THE TASK:
Write out every entry word for word.
Start
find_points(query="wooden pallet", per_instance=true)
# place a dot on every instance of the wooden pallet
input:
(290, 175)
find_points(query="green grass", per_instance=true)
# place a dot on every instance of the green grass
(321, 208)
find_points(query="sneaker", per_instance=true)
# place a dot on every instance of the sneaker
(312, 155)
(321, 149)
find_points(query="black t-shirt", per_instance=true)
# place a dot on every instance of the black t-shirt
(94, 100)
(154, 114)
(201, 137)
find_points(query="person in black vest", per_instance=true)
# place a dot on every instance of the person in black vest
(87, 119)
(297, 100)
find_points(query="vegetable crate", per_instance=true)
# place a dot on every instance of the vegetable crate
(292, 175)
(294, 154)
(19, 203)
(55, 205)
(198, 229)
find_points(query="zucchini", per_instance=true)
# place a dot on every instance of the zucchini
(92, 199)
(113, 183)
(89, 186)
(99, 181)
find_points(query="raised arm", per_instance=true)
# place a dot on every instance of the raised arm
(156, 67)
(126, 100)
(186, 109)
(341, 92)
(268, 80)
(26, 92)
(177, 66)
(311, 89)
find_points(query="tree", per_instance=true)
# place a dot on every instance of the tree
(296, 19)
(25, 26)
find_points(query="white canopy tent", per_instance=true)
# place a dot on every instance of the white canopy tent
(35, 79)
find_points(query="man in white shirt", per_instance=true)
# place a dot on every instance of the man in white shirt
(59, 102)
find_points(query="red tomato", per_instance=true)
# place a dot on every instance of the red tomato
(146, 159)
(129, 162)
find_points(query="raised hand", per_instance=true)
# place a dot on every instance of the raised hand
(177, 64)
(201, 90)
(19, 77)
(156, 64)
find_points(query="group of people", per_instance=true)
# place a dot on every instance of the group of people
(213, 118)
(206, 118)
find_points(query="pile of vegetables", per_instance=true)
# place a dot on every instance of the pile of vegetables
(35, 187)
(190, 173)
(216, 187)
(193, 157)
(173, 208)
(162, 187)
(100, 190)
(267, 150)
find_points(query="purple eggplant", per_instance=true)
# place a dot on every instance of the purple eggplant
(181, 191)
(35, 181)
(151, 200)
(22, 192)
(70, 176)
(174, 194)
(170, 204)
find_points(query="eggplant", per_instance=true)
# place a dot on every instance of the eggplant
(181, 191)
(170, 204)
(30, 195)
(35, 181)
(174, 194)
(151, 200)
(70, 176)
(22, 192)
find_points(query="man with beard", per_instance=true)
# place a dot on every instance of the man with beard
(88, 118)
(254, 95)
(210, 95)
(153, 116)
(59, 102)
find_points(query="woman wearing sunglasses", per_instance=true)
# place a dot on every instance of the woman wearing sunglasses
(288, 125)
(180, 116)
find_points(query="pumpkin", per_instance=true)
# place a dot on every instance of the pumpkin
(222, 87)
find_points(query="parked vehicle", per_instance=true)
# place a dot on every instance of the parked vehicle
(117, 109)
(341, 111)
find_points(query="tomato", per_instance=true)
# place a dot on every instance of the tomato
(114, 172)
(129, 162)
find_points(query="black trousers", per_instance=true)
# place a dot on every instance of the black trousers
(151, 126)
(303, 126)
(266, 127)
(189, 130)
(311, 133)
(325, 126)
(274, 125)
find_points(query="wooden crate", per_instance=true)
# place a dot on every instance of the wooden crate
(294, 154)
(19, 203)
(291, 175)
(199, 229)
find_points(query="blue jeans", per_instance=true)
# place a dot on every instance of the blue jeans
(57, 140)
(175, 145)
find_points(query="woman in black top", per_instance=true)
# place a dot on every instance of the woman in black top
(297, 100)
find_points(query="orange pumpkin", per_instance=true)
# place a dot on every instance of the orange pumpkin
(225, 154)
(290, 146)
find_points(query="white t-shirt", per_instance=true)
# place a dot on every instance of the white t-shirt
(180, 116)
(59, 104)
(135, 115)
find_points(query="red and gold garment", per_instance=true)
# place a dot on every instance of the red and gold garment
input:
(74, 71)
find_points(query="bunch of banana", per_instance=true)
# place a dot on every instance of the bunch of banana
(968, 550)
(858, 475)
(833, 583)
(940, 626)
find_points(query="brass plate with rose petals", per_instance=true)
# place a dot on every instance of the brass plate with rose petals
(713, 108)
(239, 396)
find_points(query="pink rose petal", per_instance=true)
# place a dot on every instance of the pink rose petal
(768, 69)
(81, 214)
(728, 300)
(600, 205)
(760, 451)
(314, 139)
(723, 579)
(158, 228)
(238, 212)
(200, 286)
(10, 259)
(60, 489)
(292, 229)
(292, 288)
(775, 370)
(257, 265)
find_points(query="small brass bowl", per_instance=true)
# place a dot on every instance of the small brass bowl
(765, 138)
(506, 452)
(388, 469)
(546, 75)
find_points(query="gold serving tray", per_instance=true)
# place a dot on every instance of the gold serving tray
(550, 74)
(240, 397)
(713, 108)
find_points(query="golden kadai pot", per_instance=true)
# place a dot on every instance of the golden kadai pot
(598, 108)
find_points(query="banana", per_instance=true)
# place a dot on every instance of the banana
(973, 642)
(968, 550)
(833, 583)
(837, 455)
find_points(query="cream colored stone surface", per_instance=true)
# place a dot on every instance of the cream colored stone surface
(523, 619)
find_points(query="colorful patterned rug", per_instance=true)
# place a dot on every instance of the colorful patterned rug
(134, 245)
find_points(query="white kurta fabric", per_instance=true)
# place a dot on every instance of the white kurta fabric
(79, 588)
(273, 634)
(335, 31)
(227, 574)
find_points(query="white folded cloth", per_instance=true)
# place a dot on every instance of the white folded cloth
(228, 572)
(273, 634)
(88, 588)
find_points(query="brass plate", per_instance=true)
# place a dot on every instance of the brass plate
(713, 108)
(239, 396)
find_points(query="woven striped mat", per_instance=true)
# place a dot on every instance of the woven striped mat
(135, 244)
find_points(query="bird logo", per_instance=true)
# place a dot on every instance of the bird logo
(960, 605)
End
FULL OUTPUT:
find_points(query="wooden pallet", per_instance=true)
# place a dot on every instance of the wooden pallet
input:
(290, 175)
find_points(query="green grass", per_instance=true)
# place a dot on every instance of the green grass
(321, 208)
find_points(query="sneaker", per_instance=true)
# place a dot on every instance of the sneaker
(312, 155)
(321, 149)
find_points(query="black t-shirt", per_instance=true)
# place a dot on every instance of the black t-shirt
(94, 100)
(154, 114)
(201, 137)
find_points(query="person in black vest", per_instance=true)
# place a dot on every instance of the person in black vest
(87, 119)
(297, 100)
find_points(query="vegetable crate", per_instance=true)
# place a dot on every instance of the vegetable crate
(292, 175)
(294, 154)
(19, 203)
(55, 205)
(198, 229)
find_points(query="zucchini", per_instance=true)
# place a dot on every instance of the zucchini
(92, 199)
(113, 183)
(89, 186)
(99, 181)
find_points(query="raised arm", per_instance=true)
# place a dot on every instance of the raised arm
(156, 67)
(126, 100)
(186, 109)
(341, 92)
(268, 80)
(26, 92)
(177, 66)
(311, 89)
find_points(query="tree", per_instance=true)
# place a dot on every instance of the tree
(296, 19)
(25, 26)
find_points(query="white canopy tent", per_instance=true)
# place a dot on every instance of the white canopy tent
(35, 79)
find_points(query="man in white shirt", per_instance=true)
# place a dot on every instance of the man in white shirt
(59, 102)
find_points(query="red tomato", per_instance=true)
# place a dot on every instance of the red tomato
(146, 159)
(129, 162)
find_points(query="raised hand", per_instance=true)
# place a dot on every instance of the raised hand
(177, 64)
(201, 90)
(19, 77)
(156, 64)
find_points(query="group of people", per_instance=true)
# place a dot on every instance of the group of people
(213, 118)
(206, 118)
find_points(query="pile of vegetables", per_instance=true)
# place a dot on every instance of the pile of vegetables
(35, 187)
(190, 173)
(216, 187)
(193, 157)
(173, 208)
(162, 187)
(100, 190)
(267, 150)
find_points(query="purple eggplant", per_instance=true)
# place a dot on every instance of the purple eggplant
(181, 191)
(35, 181)
(151, 200)
(22, 192)
(70, 176)
(174, 194)
(170, 204)
find_points(query="eggplant", per_instance=true)
# place a dot on every instance of the eggplant
(181, 191)
(170, 204)
(30, 195)
(35, 181)
(174, 194)
(151, 200)
(70, 176)
(22, 192)
find_points(query="man with beard", per_instance=true)
# place a dot on every instance of the man with beard
(88, 118)
(254, 95)
(210, 95)
(153, 116)
(59, 102)
find_points(query="woman wearing sunglasses", per_instance=true)
# place a dot on every instance of the woman wearing sunglasses
(288, 125)
(180, 116)
find_points(query="pumpkin", per_instance=true)
# place a dot on every instance of the pumpkin
(222, 87)
find_points(query="parked vehicle", per_instance=true)
# place a dot on every instance of the parked vehicle
(117, 109)
(341, 111)
find_points(query="tomato", per_instance=true)
# place a dot on every instance of the tomato
(114, 172)
(129, 162)
find_points(query="black trousers", per_instance=true)
# place a dot on every instance of the black trousers
(151, 126)
(303, 126)
(266, 127)
(189, 130)
(311, 133)
(325, 126)
(274, 125)
find_points(query="wooden crate", per_instance=true)
# place a dot on every instance of the wooden crate
(294, 154)
(19, 203)
(291, 175)
(199, 229)
find_points(query="blue jeans", per_instance=true)
# place a dot on every instance of the blue jeans
(57, 140)
(175, 145)
find_points(query="woman in black top", per_instance=true)
# place a dot on every instance of the woman in black top
(297, 100)
find_points(query="orange pumpkin", per_instance=true)
# place a dot on every instance of the orange pumpkin
(225, 154)
(290, 146)
find_points(query="white t-shirt", per_instance=true)
# place a dot on every instance of the white t-shirt
(180, 116)
(59, 104)
(135, 115)
find_points(query="red and gold garment", per_instance=true)
# place a dot on every instance of the red and gold garment
input:
(74, 71)
find_points(query="bunch of banana", per_instance=true)
# place a dot on every instance of the bunch of banana
(968, 550)
(858, 475)
(833, 583)
(940, 626)
find_points(query="brass plate with rose petals", per_instance=true)
# place a dot on every instance of the brass plate with rose petals
(713, 108)
(239, 396)
find_points(query="pink rose petal", per_instance=true)
# place a dot on every instance of the pink rose petal
(768, 69)
(81, 214)
(728, 300)
(600, 205)
(760, 451)
(314, 139)
(723, 579)
(158, 228)
(238, 212)
(200, 286)
(10, 259)
(60, 489)
(292, 229)
(292, 288)
(775, 370)
(257, 265)
find_points(query="small brass bowl", per_instance=true)
# place a dot on every instance of the small brass bowl
(765, 138)
(506, 452)
(388, 469)
(546, 75)
find_points(query="gold serving tray", per_instance=true)
# place a dot on every instance of the gold serving tray
(550, 74)
(240, 397)
(713, 108)
find_points(query="golden kadai pot", per_instance=true)
# place a dot on every instance of the golden kadai pot
(598, 108)
find_points(query="banana", per_instance=true)
# place a dot on every instance of the banana
(973, 642)
(968, 550)
(833, 583)
(837, 455)
find_points(query="cream colored stone surface", per_instance=true)
# place a dot on every instance of the cream colored stone surface
(523, 619)
find_points(query="colorful patterned rug", per_instance=true)
# place a dot on every instance of the colorful patterned rug
(134, 245)
find_points(query="white kurta fabric", per_instance=true)
# place a dot on every instance of the white kurta fabric
(79, 588)
(273, 634)
(335, 31)
(227, 574)
find_points(query="white folded cloth", per_instance=true)
# place a dot on every instance of the white folded cloth
(228, 572)
(273, 634)
(88, 588)
find_points(query="brass plate", per_instance=true)
# place a dot on every instance of the brass plate
(713, 108)
(239, 396)
find_points(query="woven striped mat", per_instance=true)
# place a dot on every instance of the woven striped mat
(135, 244)
find_points(query="bird logo", per_instance=true)
# place a dot on every instance of the bird logo
(960, 605)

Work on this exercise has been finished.